__Extract to read__.
The fact that rural communities are not currently designated as “Difficult to Develop Areas” (DDAs) compounds this issue. This official designation acknowledges the struggles of an area in attracting investment and development due to factors such as economic disadvantages, limited infrastructure, geographic remoteness, and other barriers. Moreover, it provides increased tax incentives for affordable housing development in designated areas.

Similarly, rural communities would benefit from increased access to the USDA’s Community Facilities Guaranteed Loan Program. This loan program provides grants, loans, and loan guarantees to construct, expand, or rehabilitate community facilities such as hospitals, clinics, nursing homes, care centers, police and fire stations, communication centers, schools, and more. Despite the program’s aim to support essential community facility development in rural areas, eligible lenders in these regions have not taken full advantage of the provided loan guarantees. These guarantees are intended to assist in the orderly development of rural communities, encompassing cities, towns, counties, or multi-county areas, by funding nonprofit public improvements that serve rural residents and businesses.

Recommendations:

  • To address housing needs in rural America, Congress should include in any tax extenders package a change to designate rural communities as “DDAs,” making housing developments in rural America automatically eligible for a 30% basis boost. 
  • Ensure that USDA funding can be easily combined with other funding sources for affordable housing development and preservation, especially the Housing Credit and state and local sources. 
  • USDA should explicitly permit the Community Facilities Guaranteed Loan program to finance workforce housing in rural communities.
  • USDA should encourage and facilitate nonprofits to include dormitory-style rooms and assisted living programs using the Community Facilities Guaranteed Loan program to increase the range of housing-related options in rural communities.

Data on rural homelessness

Most data on homelessness in the United States is based on Point-in-Time (PIT) counts. Every year, communities that receive federal funding for homelessness conduct this annual count of people experiencing homelessness on a single night. The PIT count is meant to serve as a snapshot of homelessness in a community and to provide a sense of the overall scope of homelessness in America.

This means that local agencies and volunteers must conduct a survey to estimate the number of people experiencing homelessness in their communities during the last ten days in January when the weather turns cold and people are most likely to seek shelter. 

Because of vast rural spaces, the fact that many individuals and families live in substandard housing or are doubled up, and the lack of shelter systems mean that these surveys are largely inaccurate in rural areas. Yet these point-in-time counts determine how federal funding from multiple agencies is allotted to communities to the extreme disadvantage of rural counties. 

The Biden-Harris administration’s All In: The Federal Strategic Plan to Prevent and End Homelessness set a bold goal to reduce homelessness by 25% by 2025 through a variety of public policy strategies. Measuring progress towards this goal will require accurate, up-to-date information on every person experiencing homelessness and provisions to be made to enable accurate data collection in rural communities.

Recommendation: 

  • Communities have found that accurate, person-specific, comprehensive, and timely data is critical for equitably reducing homelessness. Rural communities should be resourced to collect quality, by-name, comprehensive data on a monthly basis on every individual and family experiencing homelessness within their geographies, and to maintain accurate information in well-supported Homelessness Management Information System databases.

Conclusion

Addressing rural homelessness requires a comprehensive approach that focuses on preserving affordable housing, increasing the supply of deeply affordable housing, and improving data collection and use to guide resource allocation and measure progress toward ending homelessness in each community. The rise in homelessness in rural areas underscores the urgency of implementing policies that ensure housing stability.

__Prompt 1__.
Reproduce the passage on rural homelessness word for word from "This means that" to "to seek shelter.".
__Prompt 2__.
According to the passage on rural homelessness, during which days must local agencies and volunteers conduct the survey to estimate the number of people experiencing homelessness?
The lines after the passage on rural homelessness have nothing to do with it.

__Dataset entries__.
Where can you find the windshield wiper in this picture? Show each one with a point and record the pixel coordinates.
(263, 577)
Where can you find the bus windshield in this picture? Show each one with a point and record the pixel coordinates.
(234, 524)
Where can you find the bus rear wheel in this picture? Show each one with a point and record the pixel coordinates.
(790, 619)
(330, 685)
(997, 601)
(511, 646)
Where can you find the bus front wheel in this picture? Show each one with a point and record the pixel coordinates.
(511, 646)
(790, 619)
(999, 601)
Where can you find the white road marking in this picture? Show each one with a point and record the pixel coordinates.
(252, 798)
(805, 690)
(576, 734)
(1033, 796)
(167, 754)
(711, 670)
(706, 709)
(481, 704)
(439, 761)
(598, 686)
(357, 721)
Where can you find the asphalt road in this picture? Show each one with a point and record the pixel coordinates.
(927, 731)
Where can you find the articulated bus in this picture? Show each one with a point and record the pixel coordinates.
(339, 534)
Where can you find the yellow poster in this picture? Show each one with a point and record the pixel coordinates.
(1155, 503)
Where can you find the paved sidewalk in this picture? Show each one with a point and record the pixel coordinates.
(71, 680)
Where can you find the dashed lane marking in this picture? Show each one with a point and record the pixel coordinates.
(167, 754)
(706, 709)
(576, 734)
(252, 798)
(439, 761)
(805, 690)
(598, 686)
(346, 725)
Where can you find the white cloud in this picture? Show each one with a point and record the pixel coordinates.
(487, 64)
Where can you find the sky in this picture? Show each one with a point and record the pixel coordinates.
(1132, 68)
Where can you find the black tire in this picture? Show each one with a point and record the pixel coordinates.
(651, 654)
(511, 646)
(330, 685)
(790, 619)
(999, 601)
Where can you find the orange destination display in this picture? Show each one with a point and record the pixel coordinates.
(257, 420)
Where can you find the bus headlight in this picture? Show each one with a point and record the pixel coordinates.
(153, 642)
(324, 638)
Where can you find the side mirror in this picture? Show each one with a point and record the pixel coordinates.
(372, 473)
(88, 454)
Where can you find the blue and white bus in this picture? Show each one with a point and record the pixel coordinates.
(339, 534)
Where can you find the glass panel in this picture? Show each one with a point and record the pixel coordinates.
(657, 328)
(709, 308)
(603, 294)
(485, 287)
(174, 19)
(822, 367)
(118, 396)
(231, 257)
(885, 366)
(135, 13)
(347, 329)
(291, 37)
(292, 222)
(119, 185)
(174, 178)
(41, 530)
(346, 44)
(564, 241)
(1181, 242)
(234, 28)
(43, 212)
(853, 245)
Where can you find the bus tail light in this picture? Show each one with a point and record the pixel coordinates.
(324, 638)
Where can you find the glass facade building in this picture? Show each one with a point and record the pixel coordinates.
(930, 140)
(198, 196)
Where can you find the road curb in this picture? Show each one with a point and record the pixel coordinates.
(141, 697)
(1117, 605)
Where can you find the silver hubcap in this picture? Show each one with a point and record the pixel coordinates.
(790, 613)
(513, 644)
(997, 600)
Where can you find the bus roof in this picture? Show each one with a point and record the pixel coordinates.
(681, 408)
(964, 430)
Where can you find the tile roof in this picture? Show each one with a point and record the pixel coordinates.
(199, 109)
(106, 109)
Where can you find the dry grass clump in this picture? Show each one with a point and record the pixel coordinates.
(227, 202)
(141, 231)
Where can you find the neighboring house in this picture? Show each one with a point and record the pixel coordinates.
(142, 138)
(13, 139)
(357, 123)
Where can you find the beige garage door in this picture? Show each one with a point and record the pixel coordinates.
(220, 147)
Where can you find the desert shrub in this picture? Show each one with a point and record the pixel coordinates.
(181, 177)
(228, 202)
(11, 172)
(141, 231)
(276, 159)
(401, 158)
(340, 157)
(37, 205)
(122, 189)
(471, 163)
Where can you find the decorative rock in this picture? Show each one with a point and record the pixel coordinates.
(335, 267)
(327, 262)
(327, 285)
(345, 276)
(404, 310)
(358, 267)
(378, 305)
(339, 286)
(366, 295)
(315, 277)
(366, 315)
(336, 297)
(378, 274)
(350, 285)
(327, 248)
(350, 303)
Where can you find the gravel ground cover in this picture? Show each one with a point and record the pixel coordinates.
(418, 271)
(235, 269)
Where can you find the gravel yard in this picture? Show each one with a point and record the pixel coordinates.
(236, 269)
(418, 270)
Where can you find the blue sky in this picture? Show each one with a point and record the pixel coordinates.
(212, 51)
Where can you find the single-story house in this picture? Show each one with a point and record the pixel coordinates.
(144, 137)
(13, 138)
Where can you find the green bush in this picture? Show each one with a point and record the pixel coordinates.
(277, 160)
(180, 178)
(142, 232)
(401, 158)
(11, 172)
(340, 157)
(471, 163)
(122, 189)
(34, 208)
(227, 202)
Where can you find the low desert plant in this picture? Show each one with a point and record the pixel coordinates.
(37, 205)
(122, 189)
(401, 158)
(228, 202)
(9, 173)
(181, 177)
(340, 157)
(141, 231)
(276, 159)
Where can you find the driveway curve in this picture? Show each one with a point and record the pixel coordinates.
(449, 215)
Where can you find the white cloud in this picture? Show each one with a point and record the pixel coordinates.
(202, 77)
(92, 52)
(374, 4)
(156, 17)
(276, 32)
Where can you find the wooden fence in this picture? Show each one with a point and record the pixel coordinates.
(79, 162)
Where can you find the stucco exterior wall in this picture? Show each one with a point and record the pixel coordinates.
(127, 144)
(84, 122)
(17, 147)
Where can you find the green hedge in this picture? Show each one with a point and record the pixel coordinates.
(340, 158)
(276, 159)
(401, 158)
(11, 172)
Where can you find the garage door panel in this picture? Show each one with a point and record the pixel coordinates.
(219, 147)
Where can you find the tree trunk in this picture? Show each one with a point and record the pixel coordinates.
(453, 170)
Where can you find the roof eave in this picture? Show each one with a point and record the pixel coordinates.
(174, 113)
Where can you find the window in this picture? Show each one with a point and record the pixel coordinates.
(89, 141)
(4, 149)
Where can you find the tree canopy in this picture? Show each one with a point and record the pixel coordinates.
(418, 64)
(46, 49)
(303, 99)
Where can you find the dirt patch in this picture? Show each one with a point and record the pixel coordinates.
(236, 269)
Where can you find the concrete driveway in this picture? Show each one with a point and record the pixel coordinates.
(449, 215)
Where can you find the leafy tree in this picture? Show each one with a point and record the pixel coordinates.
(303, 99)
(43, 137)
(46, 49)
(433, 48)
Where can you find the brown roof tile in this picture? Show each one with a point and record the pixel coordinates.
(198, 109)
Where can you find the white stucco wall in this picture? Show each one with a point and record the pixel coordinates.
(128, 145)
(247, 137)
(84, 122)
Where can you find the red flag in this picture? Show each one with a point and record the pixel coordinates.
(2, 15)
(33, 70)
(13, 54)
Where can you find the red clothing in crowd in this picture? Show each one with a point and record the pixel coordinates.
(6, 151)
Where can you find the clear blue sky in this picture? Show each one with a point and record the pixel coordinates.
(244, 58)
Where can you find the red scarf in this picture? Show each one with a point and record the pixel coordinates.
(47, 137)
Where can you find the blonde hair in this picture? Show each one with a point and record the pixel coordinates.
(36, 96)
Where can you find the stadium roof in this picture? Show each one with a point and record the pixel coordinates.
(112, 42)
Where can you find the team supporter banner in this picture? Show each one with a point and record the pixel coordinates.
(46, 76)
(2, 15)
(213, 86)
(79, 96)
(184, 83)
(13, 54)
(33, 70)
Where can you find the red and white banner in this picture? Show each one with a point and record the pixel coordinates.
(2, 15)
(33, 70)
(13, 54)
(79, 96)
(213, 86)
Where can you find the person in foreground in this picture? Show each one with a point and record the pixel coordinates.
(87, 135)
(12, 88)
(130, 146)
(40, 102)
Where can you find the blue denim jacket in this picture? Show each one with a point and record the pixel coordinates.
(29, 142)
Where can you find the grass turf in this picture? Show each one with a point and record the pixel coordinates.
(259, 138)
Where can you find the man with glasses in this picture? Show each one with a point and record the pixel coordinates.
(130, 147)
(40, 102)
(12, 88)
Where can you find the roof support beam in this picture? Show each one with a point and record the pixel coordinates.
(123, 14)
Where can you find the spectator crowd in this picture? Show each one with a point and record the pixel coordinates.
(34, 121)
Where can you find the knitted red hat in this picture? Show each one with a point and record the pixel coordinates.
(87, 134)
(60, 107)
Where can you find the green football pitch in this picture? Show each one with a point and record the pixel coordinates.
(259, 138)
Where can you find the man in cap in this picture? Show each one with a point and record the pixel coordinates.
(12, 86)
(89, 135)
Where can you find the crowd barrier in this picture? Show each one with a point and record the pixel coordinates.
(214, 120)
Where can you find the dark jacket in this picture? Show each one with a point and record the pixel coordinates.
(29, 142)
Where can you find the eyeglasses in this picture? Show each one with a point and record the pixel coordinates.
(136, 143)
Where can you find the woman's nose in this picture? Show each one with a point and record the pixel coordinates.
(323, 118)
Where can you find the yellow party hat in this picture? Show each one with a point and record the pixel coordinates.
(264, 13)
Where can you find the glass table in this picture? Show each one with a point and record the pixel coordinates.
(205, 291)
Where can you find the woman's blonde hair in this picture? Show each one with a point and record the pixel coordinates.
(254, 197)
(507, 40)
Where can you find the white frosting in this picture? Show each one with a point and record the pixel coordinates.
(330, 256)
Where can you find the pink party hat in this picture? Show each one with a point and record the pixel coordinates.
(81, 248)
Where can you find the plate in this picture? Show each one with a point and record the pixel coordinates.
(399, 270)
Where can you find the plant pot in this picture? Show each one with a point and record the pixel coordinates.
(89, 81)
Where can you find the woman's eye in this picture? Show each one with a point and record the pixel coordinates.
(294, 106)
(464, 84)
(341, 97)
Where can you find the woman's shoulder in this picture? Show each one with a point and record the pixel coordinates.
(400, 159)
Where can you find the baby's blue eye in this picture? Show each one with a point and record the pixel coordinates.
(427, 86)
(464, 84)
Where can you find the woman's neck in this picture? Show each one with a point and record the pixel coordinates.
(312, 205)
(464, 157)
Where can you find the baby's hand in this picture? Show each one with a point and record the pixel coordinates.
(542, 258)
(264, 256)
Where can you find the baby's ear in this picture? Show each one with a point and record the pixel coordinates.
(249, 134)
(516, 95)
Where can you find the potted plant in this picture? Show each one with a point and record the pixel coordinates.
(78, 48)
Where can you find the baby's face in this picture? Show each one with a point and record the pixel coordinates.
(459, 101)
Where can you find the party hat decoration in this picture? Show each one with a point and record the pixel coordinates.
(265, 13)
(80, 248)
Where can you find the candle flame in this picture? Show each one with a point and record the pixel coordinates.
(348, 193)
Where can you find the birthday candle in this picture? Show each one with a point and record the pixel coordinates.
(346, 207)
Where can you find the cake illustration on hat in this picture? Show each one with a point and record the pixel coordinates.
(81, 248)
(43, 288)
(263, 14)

__Final answer 1__.
This means that local agencies and volunteers must conduct a survey to estimate the number of people experiencing homelessness in their communities during the last ten days in January when the weather turns cold and people are most likely to seek shelter.

__Final answer 2__.
During the last ten days in January.